• _INPUT DATA_
----
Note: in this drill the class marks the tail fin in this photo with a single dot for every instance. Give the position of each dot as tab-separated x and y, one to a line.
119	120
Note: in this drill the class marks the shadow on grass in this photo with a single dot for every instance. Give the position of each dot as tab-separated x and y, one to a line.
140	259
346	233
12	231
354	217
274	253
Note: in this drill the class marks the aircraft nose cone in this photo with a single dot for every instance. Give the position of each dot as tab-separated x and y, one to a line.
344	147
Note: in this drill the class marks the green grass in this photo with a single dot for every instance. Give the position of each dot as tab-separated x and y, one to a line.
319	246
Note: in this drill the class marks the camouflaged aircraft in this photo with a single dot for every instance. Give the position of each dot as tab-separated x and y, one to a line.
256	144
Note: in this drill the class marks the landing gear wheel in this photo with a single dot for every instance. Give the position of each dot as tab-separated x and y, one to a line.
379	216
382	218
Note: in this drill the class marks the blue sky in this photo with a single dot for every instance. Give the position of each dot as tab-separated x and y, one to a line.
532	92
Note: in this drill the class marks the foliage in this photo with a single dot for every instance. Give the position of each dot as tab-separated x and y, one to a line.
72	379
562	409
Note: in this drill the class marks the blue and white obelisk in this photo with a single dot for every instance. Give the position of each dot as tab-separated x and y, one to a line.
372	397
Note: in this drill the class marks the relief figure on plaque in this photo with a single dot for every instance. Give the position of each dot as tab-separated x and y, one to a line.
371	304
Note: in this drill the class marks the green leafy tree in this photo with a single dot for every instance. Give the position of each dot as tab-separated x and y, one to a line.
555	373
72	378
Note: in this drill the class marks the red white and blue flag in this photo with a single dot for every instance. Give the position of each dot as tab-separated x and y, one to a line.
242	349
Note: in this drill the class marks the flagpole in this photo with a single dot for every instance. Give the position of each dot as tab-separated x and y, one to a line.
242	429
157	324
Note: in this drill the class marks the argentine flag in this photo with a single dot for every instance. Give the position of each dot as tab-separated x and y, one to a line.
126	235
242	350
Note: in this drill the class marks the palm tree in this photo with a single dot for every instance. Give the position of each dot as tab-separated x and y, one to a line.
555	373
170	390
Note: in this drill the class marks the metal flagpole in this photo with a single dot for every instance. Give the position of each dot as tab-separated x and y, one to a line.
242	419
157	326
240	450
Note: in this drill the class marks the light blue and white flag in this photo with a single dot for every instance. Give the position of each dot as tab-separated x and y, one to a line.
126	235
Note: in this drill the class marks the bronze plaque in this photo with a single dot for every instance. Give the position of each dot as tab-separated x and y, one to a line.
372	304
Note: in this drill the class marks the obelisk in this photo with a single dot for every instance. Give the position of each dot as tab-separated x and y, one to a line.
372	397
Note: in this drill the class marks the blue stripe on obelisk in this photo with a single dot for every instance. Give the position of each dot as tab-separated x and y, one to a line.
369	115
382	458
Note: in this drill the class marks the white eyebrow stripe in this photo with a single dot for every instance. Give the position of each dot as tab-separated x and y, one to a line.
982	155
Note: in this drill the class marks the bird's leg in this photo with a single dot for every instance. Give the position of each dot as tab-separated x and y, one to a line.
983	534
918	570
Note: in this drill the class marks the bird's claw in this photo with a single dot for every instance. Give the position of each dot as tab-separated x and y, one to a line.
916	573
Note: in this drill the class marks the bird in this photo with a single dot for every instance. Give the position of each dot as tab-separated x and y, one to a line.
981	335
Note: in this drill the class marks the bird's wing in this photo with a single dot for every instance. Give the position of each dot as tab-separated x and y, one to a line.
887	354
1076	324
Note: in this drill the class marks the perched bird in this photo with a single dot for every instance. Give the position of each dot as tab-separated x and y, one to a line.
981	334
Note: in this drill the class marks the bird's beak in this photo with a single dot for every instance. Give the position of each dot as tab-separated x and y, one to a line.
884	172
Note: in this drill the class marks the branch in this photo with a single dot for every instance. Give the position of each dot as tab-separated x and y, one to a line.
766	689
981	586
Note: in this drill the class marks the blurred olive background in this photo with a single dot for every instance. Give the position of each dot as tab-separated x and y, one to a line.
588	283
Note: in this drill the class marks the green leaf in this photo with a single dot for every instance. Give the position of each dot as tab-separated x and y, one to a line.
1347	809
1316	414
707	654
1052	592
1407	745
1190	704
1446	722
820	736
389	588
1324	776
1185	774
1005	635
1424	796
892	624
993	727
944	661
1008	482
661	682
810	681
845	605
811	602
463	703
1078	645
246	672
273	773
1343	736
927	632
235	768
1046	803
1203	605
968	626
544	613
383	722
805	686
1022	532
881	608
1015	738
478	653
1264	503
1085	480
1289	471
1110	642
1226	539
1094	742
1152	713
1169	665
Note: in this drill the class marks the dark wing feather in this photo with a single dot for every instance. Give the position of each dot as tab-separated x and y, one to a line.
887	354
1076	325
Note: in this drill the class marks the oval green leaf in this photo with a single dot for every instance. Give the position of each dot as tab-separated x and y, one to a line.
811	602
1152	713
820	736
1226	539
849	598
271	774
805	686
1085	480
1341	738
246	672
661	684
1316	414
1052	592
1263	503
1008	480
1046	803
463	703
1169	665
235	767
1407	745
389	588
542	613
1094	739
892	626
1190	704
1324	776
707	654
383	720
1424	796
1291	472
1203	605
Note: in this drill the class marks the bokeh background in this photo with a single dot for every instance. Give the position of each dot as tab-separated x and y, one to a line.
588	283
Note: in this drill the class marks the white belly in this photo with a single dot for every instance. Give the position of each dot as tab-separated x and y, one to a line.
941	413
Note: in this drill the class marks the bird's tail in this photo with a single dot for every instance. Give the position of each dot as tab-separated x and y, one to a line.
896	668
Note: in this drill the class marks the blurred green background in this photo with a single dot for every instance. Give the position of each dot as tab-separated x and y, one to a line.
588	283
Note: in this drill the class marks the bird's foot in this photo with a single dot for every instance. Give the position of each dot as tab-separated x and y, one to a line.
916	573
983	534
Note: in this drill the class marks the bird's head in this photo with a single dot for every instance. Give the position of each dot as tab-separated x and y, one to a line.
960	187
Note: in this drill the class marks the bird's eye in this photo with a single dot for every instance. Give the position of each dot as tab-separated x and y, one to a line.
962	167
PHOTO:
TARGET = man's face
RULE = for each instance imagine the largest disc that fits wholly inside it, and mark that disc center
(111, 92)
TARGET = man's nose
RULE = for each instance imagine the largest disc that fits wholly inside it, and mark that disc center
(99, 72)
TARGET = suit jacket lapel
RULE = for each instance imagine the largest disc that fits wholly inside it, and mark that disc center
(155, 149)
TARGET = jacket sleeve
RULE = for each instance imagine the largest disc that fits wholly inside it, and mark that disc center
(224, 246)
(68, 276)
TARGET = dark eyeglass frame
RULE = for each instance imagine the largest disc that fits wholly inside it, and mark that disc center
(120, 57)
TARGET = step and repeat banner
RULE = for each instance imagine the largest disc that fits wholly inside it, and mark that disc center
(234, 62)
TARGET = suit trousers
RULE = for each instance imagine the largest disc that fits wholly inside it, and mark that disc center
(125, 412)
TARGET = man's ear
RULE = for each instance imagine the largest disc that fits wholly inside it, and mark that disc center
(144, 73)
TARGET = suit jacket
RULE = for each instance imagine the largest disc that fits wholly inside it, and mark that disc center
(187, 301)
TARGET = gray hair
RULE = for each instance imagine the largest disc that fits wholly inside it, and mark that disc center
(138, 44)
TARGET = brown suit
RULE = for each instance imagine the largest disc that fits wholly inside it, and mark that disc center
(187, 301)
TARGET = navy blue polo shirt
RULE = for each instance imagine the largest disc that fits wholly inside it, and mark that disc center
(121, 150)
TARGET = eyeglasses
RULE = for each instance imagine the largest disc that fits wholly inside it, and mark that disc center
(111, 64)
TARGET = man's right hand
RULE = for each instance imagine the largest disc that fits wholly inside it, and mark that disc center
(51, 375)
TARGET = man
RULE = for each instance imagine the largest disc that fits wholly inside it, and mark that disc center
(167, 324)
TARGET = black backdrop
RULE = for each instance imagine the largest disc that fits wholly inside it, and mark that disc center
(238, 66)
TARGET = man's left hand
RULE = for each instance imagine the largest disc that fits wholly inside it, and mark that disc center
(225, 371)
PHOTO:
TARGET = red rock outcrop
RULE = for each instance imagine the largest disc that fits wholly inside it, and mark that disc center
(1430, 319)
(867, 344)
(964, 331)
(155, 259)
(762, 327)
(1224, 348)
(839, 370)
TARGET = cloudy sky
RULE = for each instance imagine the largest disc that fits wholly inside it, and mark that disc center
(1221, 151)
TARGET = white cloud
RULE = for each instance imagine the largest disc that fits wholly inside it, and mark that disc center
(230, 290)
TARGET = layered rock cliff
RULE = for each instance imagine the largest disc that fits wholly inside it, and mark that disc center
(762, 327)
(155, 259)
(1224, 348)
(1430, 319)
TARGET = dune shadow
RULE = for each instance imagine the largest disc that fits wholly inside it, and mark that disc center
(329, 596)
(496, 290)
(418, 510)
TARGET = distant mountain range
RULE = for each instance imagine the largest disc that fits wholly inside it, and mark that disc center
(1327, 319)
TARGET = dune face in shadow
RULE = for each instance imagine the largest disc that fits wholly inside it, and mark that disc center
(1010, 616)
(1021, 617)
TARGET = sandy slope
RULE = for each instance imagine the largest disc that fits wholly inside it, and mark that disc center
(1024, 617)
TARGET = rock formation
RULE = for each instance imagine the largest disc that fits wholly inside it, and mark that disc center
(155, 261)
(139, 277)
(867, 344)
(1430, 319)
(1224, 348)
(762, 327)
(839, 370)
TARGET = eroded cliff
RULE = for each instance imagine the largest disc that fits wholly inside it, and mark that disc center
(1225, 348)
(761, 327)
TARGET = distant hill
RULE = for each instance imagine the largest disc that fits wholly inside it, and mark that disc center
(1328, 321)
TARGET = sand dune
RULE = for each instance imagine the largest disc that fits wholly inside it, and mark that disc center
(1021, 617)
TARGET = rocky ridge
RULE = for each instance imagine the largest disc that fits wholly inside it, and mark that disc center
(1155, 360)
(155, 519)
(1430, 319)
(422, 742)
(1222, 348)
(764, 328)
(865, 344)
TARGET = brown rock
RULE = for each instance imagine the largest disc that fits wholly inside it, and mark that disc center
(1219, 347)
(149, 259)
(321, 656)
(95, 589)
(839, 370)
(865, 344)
----
• _INSTRUCTIONS TO FOLLOW_
Exactly and only the lines from the one containing "TARGET = cloudy sky" through the end of the material are to be reproduced, both ends included.

• _SOLUTION BELOW_
TARGET = cloudy sky
RULE = for each instance imagine the largest disc that fits wholly inside it, and mark that disc center
(1221, 151)
TARGET = white cloud
RULE = for each instance imagine the largest disc that fits wholly inside it, and mark that disc center
(230, 290)
TARGET = layered rock cliff
RULE = for each instance imagine the largest disc that fits wholly inside it, and mark that disc center
(762, 327)
(155, 259)
(1224, 348)
(1430, 319)
TARGET = dune shadow
RULE = for each instance imagine the largest disc that fits wholly inside it, and mark that disc center
(329, 596)
(496, 290)
(418, 510)
TARGET = distant mountain range
RULE = for each instance imagine the largest disc that fits wholly inside it, and mark that disc center
(1327, 319)
TARGET = dune face in shadow
RULE = for each instance imagine the largest disc that fits wholly inside it, and mark that disc center
(1010, 616)
(1021, 617)
TARGET = sandy slope
RULE = for each instance imagine the largest disc that fits wholly inside it, and mark that disc center
(1024, 617)
TARGET = rock formation
RULE = for each instance imagine the largest disc that fits wholly inside it, and mark that disc center
(155, 261)
(139, 277)
(867, 344)
(1430, 319)
(1224, 348)
(762, 327)
(839, 370)
TARGET = eroded cliff
RULE = for each instance imagine the largest disc that fits wholly inside it, and mark that disc center
(1225, 348)
(761, 327)
TARGET = distant hill
RULE = for each instance imagine the largest disc that fits wholly inside it, and mark that disc center
(1328, 321)
TARGET = sand dune
RULE = for each instance imagine the largest disc that fits wholly inside it, and mark that disc center
(1021, 617)
TARGET = rocky ridge
RULE = for each instance imagine the largest disc that fits wholly inside it, and mark that disc center
(1155, 360)
(155, 519)
(1430, 319)
(422, 742)
(1222, 348)
(764, 328)
(865, 344)
TARGET = brown rock
RULE = for each instance imagine the largest disc that fits wholly inside it, and mark that disc center
(1219, 347)
(149, 259)
(321, 656)
(95, 589)
(839, 370)
(865, 344)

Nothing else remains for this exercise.